[GIVEN PASSAGE — start]

Rather than becoming a source of discomfort (standard equipment for all human beings), overeating feels comfortable and normal to kids who lose touch with their hunger signals. And as they tolerate both intense hunger signals and overfull signals, the Feast or Famine Cycle takes a firm hold. This is how kids get overweight and develop troubled eating behaviors.

Kids overeat (make-up eating)
The second and most obvious way for a body to catch up after inadequate food intake is to consume more food–qualitatively and quantitatively. Kids who overeat, binge, or do make-up eating not only eat more food, they tend to eat foods with more calories per bite. These richer, calorie-dense foods are the ones they crave when they have had to go hungry.

Madison, a nine-year-old, has fallen into the habit recently of eating an entire box of cookies as soon as she gets home from school. Her mother hides the cookies and puts fruit out on the counter in hopes that Madison will eat something healthier, but the little girl finds ice cream or the evening’s dessert to eat instead. Upon questioning, Madison’s mother finds that her daughter is not eating the school lunch because of a scheduling error that allows Madison only ten minutes in the lunchroom. Madison can hardly get through the line in that time. The real problem isn’t Madison’s bingeing on sweets. It’s the daily famine she’s experiencing at school.

Preoccupation with food is the setup for overeating, an important symptom to watch for in children. Talking often about eating, or an overemphasis on eating special, favorite treats, and the like, sometimes signal hidden famines in a kid’s life.

Conserving calories

Besides increasing caloric intake through overeating, kids’ bodies adapt to regular famines by burning less fuel in two ways:

  1. slowing metabolic rate
  2. Avoiding physical activity

Going hungry causes kids’ metabolic rates to slow down. The more regular and more serious the famines are, the more significant this adaptive effect. Of course, genetic differences also play a role, but this adaptive response is universal. Kids who go hungry need to burn energy more slowly than kids who are eating plenty of great food regularly throughout the day. Unsure of the food supply, their bodies spend limited energy more sparingly.

[GIVEN PASSAGE — finish]

- ACTIVITY LIST
1. Rewrite the paragraph beginning "Madison, a nine-year-old" from the passage on kids' hunger and overeating as a short bulleted list that keeps its main facts.
2. Answer these questions using the passage on kids' hunger and overeating.
(a) What kind of foods do kids who overeat tend to crave after going hungry?
(b) How many minutes in the lunchroom does the scheduling error allow Madison?
(c) What are the two ways kids' bodies burn less fuel in response to regular famines?
3. Continue the passage on kids' hunger and overeating, starting right after its last sentence.

[DATA SECTION — start]

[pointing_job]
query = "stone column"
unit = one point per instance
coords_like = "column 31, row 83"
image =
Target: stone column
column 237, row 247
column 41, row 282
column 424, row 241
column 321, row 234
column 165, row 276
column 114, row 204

[DATA SECTION — finish]

- RESPONSES TO THE TASKS
1.
- Madison, age nine, has recently started eating a whole box of cookies right after school.
- Her mother hides the cookies and sets out fruit, but Madison eats ice cream or the evening's dessert instead.
- Her mother learns that a scheduling error gives Madison only ten minutes in the lunchroom, so she isn't eating the school lunch.
- In that time Madison can barely get through the line.
- The real problem is not her bingeing on sweets but the daily famine she faces at school.

2.
(a) They crave richer, calorie-dense foods with more calories per bite.
(b) Ten minutes.
(c) Slowing metabolic rate and avoiding physical activity.

3.
Possibly as a result of this drop in metabolism, kids in famine mode experience physical depression. They adapt by avoiding physical activity. Again, the uncertain food supply causes these bodies to hold onto their fuel and spend it sparingly.

Many parents, physicians, and therapists believe that under activity is the fundamental problem in overweight kids. Without looking at kids’ terrible eating patterns, these parents try to get these kids moving more. But they are defeated before they begin. It’s a dead-end road. The avoidance of physical activity in the child who goes hungry is only an adaptive symptom. To treat the symptom, rather than its cause, makes as much sense as giving oxygen to a person having difficulty breathing because his necktie is too tight.

Although the reluctance to be active in kids who experience famine is not psychological, a true depression can occur in kids who often go hungry. Lack of motivation, negative attitude, avoidance of challenge, moodiness, and many other manifestations of depression may be seen in kids suffering this effect. Probably a significant number of kids on antidepressant drugs are being treated for symptoms that could be relieved or at least improved by adjusting their food availability and eating schedules.

Is your kid on the Feast or Famine Cycle? Look for these symptoms:

Maybe you’ve noticed these symptoms before but didn’t know what to make of them. Now you do. You’re learning what to do about them. If your kids don’t have any of these symptoms, thank heaven for that, and know that you can learn how to protect them from the nightmare that this adaptive cycle brings.